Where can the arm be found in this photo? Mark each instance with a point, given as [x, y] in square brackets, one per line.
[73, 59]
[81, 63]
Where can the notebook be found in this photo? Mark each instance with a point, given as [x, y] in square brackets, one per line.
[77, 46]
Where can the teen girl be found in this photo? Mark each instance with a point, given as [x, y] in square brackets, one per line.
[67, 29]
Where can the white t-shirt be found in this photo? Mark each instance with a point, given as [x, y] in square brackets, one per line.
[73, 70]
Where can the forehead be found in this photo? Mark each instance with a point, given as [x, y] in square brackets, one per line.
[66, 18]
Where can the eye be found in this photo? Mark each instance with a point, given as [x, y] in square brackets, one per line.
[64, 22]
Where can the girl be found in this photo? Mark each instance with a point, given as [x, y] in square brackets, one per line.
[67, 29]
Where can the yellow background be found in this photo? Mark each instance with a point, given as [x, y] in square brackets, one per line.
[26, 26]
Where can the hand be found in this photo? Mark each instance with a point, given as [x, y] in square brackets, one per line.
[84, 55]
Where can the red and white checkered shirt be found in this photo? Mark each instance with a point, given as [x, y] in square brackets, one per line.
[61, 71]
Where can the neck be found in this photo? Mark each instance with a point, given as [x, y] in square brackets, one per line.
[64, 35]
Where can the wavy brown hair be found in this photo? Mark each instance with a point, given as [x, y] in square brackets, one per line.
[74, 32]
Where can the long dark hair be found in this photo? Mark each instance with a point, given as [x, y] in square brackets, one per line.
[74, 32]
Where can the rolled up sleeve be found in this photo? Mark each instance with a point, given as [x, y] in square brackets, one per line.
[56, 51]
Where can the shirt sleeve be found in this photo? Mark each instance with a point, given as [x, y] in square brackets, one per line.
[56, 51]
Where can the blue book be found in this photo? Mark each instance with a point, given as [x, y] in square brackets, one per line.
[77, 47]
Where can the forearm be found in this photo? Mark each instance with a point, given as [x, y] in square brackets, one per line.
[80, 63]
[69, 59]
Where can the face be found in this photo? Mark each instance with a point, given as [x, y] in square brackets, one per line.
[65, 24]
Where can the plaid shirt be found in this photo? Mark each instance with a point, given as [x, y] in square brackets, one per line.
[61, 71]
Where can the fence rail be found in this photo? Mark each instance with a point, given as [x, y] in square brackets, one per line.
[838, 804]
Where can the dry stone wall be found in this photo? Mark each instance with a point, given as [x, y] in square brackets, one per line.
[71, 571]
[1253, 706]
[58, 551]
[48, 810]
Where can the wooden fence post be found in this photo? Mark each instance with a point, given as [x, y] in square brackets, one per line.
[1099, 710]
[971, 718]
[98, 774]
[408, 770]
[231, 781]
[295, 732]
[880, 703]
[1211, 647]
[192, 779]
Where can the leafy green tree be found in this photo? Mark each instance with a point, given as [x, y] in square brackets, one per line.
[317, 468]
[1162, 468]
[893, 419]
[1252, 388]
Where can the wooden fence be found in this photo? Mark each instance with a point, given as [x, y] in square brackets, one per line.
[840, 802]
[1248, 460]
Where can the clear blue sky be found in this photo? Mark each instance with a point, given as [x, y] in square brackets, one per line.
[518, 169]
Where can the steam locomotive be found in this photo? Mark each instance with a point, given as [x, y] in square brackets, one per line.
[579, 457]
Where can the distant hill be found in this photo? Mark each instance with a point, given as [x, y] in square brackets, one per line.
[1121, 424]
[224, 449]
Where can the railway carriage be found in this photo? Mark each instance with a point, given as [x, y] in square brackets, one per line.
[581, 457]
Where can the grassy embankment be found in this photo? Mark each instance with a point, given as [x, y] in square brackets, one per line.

# # # #

## Work to complete:
Print each line, exactly as written, from the one that contains "Where can the dry" to the end of the data above, with both end lines included and nothing else.

## Answer space:
Where can the dry stone wall be found in this photo? Mark each instance with a point, given as [x, y] in square brackets, one per line.
[71, 571]
[1253, 706]
[58, 551]
[48, 810]
Where can the wooden fence post be found in this photo? Mark each instance with a point, given as [x, y] in square brackets, one per line.
[1099, 710]
[971, 718]
[98, 774]
[408, 770]
[231, 781]
[295, 732]
[880, 703]
[1211, 647]
[192, 779]
Where can the leafy green tree be found in this photo? Mark each instance with a point, given as [x, y] in square brackets, one per line.
[317, 468]
[1162, 468]
[893, 419]
[1252, 388]
Where can the wooden fence be found in this photo? Mark each instance with a point, given as [x, y] in square brackets, one per line.
[840, 802]
[1248, 460]
Where can the clear blue sky be found in this photo? Mark each instance with a point, given as [x, y] in square brackets, one per line.
[518, 169]
Where can the steam locomotive be found in this photo? Mark each instance with a point, given as [x, y] in square brackets, one per line.
[579, 457]
Where can the distant hill be found in this photo? Mark each instance with a point, given as [x, y] in square brackets, one per line.
[1121, 424]
[224, 449]
Where can the railway carriage be found in this photo? Mark each instance with a point, given as [x, y] in square brackets, one per line.
[581, 457]
Where can the grassy embankment be found in this photo? Mark each instance with a point, given as [x, y] in square brackets, one per line.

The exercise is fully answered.